— Stated task —
Express the data as a JSON list of strings, one string per line, skipping blank lines.
==== Task input
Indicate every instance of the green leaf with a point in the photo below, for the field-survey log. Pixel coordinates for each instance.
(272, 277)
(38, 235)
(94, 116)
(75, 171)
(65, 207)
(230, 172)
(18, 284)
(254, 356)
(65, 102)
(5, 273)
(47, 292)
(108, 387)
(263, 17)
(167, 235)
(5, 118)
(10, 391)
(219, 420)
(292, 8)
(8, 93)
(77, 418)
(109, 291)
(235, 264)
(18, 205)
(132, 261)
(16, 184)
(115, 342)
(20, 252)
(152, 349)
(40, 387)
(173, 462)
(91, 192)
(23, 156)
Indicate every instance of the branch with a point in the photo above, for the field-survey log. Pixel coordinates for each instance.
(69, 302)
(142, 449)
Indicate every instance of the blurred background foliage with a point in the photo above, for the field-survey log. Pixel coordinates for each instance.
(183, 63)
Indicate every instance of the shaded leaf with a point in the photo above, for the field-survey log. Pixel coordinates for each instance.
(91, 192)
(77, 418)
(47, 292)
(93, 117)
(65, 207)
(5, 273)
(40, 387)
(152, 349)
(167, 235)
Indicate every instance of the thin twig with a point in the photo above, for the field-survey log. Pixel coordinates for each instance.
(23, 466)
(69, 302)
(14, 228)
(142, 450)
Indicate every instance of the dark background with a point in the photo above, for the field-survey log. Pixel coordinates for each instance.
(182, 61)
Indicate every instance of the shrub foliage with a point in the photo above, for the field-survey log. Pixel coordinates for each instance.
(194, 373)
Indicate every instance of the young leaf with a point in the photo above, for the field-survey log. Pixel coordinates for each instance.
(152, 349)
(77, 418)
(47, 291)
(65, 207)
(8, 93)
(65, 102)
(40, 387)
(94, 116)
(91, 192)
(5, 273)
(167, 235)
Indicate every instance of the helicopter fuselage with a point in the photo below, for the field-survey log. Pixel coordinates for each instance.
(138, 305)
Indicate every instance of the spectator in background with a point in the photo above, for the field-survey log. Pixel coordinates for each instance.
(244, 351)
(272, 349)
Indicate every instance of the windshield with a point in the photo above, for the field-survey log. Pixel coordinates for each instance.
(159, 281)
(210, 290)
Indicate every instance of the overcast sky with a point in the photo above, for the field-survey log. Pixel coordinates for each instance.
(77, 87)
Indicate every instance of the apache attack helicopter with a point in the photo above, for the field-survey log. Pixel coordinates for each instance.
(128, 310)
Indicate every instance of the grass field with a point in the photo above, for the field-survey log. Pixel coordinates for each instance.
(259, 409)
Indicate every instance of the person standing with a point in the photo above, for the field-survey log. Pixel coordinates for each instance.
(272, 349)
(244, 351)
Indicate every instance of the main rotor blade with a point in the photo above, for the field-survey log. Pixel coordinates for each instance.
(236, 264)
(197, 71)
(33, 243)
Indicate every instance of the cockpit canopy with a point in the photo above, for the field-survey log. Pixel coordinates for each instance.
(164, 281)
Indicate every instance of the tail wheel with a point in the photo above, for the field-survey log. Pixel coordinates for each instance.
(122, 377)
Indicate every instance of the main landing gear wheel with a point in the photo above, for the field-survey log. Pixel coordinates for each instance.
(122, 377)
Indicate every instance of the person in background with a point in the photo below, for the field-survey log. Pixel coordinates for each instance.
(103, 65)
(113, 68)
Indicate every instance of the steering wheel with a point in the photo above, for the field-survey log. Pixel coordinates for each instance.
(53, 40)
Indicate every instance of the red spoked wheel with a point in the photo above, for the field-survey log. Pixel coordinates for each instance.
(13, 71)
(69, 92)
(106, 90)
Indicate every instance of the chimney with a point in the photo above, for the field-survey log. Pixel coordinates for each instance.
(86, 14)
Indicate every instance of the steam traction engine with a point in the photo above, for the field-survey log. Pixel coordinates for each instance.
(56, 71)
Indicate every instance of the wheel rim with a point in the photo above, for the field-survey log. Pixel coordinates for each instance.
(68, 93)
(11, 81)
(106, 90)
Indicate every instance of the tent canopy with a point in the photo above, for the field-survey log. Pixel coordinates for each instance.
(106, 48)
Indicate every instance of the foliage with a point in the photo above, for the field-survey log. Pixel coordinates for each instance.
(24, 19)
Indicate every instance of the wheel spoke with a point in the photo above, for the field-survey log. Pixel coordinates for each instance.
========
— The completed task —
[
  "Indicate every instance of the green leaf with a point in the photo below, for the field-survey log. Pixel coordinates for each instance.",
  "(272, 277)",
  "(38, 235)",
  "(94, 116)",
  "(75, 171)",
  "(65, 207)",
  "(230, 172)",
  "(18, 284)",
  "(254, 356)",
  "(65, 102)",
  "(5, 273)",
  "(47, 292)",
  "(108, 387)",
  "(263, 17)",
  "(167, 235)",
  "(5, 118)",
  "(10, 391)",
  "(219, 420)",
  "(292, 8)",
  "(8, 93)",
  "(77, 418)",
  "(109, 291)",
  "(235, 264)",
  "(18, 205)",
  "(132, 261)",
  "(16, 184)",
  "(115, 342)",
  "(20, 252)",
  "(152, 349)",
  "(40, 387)",
  "(173, 462)",
  "(91, 192)",
  "(23, 156)",
  "Indicate every instance of the branch with a point in the photo above, for the field-survey log. Pixel coordinates for each instance.",
  "(69, 302)",
  "(142, 449)",
  "Indicate every instance of the blurred background foliage with a point in the photo above, for the field-survey log. Pixel coordinates for each instance.",
  "(183, 63)",
  "Indicate every instance of the shaded leaf with a point in the photo above, for the field-survey log. Pixel coordinates for each instance.",
  "(91, 192)",
  "(77, 418)",
  "(47, 292)",
  "(93, 117)",
  "(65, 207)",
  "(5, 273)",
  "(40, 387)",
  "(152, 349)",
  "(167, 235)",
  "Indicate every instance of the thin twig with a point in the photo above, for the field-survey log. Pixel coordinates for each instance.",
  "(23, 466)",
  "(69, 302)",
  "(14, 228)",
  "(142, 450)",
  "Indicate every instance of the dark background with a point in the photo above, for the field-survey log. Pixel coordinates for each instance.",
  "(182, 61)",
  "Indicate every instance of the shrub foliage with a point in the photo above, for the field-survey log. Pixel coordinates for each instance.",
  "(194, 373)",
  "Indicate every instance of the young leaf with a point in the photo above, for the field-survey log. Pixel coordinates for each instance.",
  "(152, 349)",
  "(77, 418)",
  "(47, 291)",
  "(65, 207)",
  "(8, 93)",
  "(65, 102)",
  "(40, 387)",
  "(94, 116)",
  "(91, 192)",
  "(5, 273)",
  "(167, 235)",
  "Indicate every instance of the helicopter fuselage with a point in the photo below, for the field-survey log. Pixel coordinates for each instance.",
  "(138, 305)",
  "Indicate every instance of the spectator in background with a point in the photo above, for the field-survey log. Pixel coordinates for each instance.",
  "(244, 351)",
  "(272, 349)",
  "Indicate every instance of the windshield with a point in the photo above, for the field-survey log. Pixel coordinates for each instance.",
  "(159, 281)",
  "(210, 290)",
  "Indicate every instance of the overcast sky with a point in the photo above, for the field-survey log. Pixel coordinates for each instance.",
  "(77, 87)",
  "Indicate every instance of the apache attack helicopter with a point in the photo above, for the field-survey log. Pixel coordinates for each instance.",
  "(128, 310)",
  "Indicate every instance of the grass field with a point in the photo above, for the field-survey log. Pixel coordinates for each instance.",
  "(259, 409)",
  "Indicate every instance of the person standing with a point in the photo above, for the field-survey log. Pixel coordinates for each instance.",
  "(272, 349)",
  "(244, 351)",
  "Indicate every instance of the main rotor blade with a point in the photo above, for the field-survey log. Pixel coordinates for each instance.",
  "(236, 264)",
  "(197, 71)",
  "(33, 243)",
  "Indicate every instance of the cockpit canopy with a point in the photo above, for the field-survey log. Pixel coordinates for each instance.",
  "(164, 281)",
  "Indicate every instance of the tail wheel with a point in the photo above, for the field-survey log. Pixel coordinates for each instance.",
  "(122, 377)",
  "Indicate every instance of the main landing gear wheel with a point in the photo above, for the field-survey log. Pixel coordinates for each instance.",
  "(122, 377)",
  "Indicate every instance of the person in background with a point in the photo below, for the field-survey log. Pixel coordinates for each instance.",
  "(103, 65)",
  "(113, 68)",
  "Indicate every instance of the steering wheel with a point in the photo above, for the field-survey log. Pixel coordinates for each instance.",
  "(53, 40)",
  "Indicate every instance of the red spoked wheel with a point in the photo above, for the field-survey log. Pixel coordinates for each instance.",
  "(13, 71)",
  "(69, 92)",
  "(106, 90)",
  "Indicate every instance of the chimney with a point in the photo above, for the field-survey log. Pixel coordinates for each instance.",
  "(86, 14)",
  "Indicate every instance of the steam traction engine with a point in the photo above, for the field-survey log. Pixel coordinates for each instance.",
  "(56, 71)",
  "Indicate every instance of the wheel rim with a point in the photo above, for the field-survey log. Pixel coordinates for each instance.",
  "(68, 93)",
  "(11, 81)",
  "(106, 90)",
  "Indicate every instance of the tent canopy with a point in the photo above, for the field-survey log. Pixel coordinates for each instance.",
  "(106, 48)",
  "Indicate every instance of the foliage with a point in the photo above, for the field-survey log. Pixel coordinates for each instance.",
  "(24, 19)",
  "Indicate every instance of the wheel spoke with a point in the photo above, for the field-survey log. Pixel coordinates for each instance."
]